→ **Task goal**: Rewrite the rows, requests included, starting at the line that has "Target: standing man" and continuing through the last row, and write out only those lines. Multiply each point coordinate in the answers by 1.85 and round to a whole number, rounding halves up, but leave the numbers in the requests and their format samples unchanged.

---------- Task inputs ----------

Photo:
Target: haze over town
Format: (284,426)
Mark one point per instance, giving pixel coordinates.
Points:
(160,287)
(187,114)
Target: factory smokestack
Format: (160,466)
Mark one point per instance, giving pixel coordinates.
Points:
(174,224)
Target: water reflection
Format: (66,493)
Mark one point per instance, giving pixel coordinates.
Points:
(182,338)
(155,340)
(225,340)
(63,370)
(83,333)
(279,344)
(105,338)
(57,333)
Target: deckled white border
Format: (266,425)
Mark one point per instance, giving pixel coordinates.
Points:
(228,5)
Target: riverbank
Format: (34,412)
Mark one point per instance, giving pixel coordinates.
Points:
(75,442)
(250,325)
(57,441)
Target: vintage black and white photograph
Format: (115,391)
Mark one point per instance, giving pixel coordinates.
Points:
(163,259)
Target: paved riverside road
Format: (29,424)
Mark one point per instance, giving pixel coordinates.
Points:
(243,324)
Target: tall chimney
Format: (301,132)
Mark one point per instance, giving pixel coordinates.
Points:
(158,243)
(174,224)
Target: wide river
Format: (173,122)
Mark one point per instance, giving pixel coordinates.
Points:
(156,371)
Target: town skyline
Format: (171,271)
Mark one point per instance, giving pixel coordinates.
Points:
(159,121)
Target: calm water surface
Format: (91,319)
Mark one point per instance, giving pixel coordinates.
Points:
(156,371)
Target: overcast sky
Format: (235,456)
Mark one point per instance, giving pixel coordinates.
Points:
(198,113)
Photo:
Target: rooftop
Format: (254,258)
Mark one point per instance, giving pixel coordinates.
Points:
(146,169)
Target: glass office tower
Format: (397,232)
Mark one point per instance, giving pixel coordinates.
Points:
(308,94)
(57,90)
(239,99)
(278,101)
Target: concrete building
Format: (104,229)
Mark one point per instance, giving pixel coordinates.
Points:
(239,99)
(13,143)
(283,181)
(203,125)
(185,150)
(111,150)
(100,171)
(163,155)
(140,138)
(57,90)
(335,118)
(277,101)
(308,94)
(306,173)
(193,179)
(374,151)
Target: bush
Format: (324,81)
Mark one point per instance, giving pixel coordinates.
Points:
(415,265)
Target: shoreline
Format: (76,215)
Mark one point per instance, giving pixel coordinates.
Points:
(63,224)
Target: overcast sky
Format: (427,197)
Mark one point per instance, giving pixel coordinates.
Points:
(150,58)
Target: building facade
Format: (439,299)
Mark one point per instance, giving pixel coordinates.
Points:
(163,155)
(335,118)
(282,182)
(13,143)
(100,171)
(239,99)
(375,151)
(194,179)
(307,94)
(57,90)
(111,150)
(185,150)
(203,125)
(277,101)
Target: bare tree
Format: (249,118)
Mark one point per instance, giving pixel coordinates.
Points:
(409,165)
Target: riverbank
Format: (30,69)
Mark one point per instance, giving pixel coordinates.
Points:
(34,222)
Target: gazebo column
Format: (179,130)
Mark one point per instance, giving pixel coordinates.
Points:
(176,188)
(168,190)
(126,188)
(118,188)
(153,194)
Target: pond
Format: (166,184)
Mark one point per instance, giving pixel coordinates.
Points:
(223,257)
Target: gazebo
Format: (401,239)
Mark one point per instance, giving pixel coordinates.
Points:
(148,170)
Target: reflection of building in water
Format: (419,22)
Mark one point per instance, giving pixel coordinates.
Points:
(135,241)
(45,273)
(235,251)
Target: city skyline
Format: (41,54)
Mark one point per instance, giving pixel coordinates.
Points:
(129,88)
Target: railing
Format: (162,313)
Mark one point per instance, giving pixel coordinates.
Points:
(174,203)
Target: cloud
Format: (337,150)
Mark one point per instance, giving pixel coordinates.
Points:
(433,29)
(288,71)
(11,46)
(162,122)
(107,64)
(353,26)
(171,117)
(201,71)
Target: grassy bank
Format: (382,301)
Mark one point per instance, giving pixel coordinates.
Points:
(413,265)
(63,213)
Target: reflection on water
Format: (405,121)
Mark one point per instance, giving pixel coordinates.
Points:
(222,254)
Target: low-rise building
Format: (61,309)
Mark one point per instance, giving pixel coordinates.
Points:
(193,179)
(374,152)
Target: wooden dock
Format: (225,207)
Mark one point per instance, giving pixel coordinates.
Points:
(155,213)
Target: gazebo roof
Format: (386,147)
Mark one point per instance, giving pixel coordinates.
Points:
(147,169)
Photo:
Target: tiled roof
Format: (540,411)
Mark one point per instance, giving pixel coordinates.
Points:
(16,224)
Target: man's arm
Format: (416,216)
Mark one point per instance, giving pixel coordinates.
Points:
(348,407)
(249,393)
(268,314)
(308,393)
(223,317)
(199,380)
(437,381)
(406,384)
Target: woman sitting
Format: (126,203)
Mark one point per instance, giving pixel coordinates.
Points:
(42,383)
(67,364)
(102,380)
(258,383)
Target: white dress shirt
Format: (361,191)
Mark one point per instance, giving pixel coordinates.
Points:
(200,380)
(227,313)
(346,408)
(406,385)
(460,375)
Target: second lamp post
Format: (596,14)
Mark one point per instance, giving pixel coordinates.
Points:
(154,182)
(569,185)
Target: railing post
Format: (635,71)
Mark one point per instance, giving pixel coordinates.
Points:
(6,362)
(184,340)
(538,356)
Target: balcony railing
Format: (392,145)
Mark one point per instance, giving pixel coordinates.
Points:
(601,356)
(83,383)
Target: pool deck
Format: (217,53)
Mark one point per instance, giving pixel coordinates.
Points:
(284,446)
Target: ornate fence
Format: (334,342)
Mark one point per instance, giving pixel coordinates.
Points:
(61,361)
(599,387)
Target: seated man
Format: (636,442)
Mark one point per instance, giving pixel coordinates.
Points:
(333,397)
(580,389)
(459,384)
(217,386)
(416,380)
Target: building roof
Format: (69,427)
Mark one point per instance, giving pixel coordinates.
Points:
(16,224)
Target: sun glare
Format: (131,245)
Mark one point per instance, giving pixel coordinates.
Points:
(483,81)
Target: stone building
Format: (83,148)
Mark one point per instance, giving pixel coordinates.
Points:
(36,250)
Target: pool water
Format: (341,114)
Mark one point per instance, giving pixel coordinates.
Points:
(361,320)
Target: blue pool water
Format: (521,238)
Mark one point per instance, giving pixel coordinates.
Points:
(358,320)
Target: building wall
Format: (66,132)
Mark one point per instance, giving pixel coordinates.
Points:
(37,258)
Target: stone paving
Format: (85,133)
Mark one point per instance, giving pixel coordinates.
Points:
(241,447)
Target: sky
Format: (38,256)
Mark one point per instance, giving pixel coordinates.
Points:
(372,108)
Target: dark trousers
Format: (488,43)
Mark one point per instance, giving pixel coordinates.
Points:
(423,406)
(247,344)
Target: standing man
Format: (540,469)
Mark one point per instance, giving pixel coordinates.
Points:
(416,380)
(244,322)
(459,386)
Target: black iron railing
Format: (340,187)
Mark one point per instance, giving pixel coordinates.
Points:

----------

→ **Right answer**:
Target: standing man
Format: (540,469)
Mark one point per instance, giving pixel coordinates.
Points:
(770,703)
(451,596)
(849,714)
Target: black iron railing
Format: (340,187)
Mark one point per instance, giving pixel coordinates.
Points:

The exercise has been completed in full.